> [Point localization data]

◇ ◇ ◇ ◇ ◇

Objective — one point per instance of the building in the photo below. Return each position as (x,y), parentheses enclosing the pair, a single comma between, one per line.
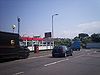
(43,43)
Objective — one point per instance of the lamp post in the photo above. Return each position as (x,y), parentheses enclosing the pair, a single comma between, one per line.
(52,25)
(53,29)
(13,27)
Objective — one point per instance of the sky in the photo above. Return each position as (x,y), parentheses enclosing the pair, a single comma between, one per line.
(75,16)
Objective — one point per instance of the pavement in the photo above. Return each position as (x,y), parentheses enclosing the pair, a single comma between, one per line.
(84,62)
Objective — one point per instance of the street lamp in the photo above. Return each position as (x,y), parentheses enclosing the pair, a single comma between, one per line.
(13,27)
(52,24)
(53,29)
(18,19)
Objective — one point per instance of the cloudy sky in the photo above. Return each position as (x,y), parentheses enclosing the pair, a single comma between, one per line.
(75,16)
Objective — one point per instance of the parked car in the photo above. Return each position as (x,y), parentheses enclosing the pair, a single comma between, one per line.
(61,51)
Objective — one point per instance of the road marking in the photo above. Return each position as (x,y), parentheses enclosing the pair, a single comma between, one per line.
(95,51)
(56,62)
(19,73)
(39,56)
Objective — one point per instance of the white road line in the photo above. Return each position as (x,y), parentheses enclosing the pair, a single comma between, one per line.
(39,56)
(56,62)
(61,61)
(19,73)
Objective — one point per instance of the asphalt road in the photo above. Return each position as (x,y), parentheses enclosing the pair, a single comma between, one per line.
(84,62)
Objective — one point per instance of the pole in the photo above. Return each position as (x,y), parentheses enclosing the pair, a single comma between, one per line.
(53,29)
(52,26)
(18,25)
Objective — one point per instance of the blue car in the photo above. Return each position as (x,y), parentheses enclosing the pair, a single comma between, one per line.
(61,51)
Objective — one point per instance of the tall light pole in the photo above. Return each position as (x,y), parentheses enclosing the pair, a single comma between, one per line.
(52,25)
(53,29)
(18,19)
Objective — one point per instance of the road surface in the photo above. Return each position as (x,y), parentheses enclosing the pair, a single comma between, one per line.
(84,62)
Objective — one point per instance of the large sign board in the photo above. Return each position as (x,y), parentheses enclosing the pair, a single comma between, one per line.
(48,34)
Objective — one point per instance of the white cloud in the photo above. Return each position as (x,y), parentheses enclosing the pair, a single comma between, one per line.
(89,28)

◇ ◇ ◇ ◇ ◇

> [THE PROBLEM]
In the entries above, take the line containing "Objective — one point per instance of the road marking" and each later line through the last, and repeat them exactly. Output nothing else.

> [YOUR RESPONSE]
Objective — one point per instance of the road marking in the photo above. Return each position as (x,y), parentheses enclosing the pair, a single comma between, one per line.
(95,51)
(56,62)
(19,73)
(39,56)
Objective — one point per instance of the white road line in the photo above. Return each position as (x,y), parentheses enclosing the pair, a single comma between, one per line.
(39,56)
(56,62)
(61,61)
(19,73)
Objective — one point per instance of the asphalt road in the photo above. Return each position as (x,y), parentheses enclosing the pair, a single comma between, one per line.
(84,62)
Objective — one point per instance of the pole in the photo above. Return each position as (x,y), parentheses enclosing the pair, a single comma between, one per line.
(53,29)
(52,26)
(18,25)
Objective — one point per instance of the blue car in the photo above. Return each position as (x,y), parentheses enclosing the pair, a single comma between, one per line.
(61,51)
Objective — one point per instance of the tall light pole in the photo above. Return each position as (x,y), parentheses enclosing the pair, a single comma between, one per line.
(52,25)
(53,29)
(18,19)
Objective — one point per instance of the road surface in the photo above. Return each position as (x,y), parentheses enclosing the pair, a single comma between, one per line.
(84,62)
Objective — one point per instance of the large sign board in the photo above. Return each position as (x,y), parentheses enclosing the pair, a single comma between, one per line.
(48,34)
Objective — one point per instance of the white cloud in the photo above. Return each position as (x,y), parentheses enclosing the pair, a single comma between, one per line.
(89,28)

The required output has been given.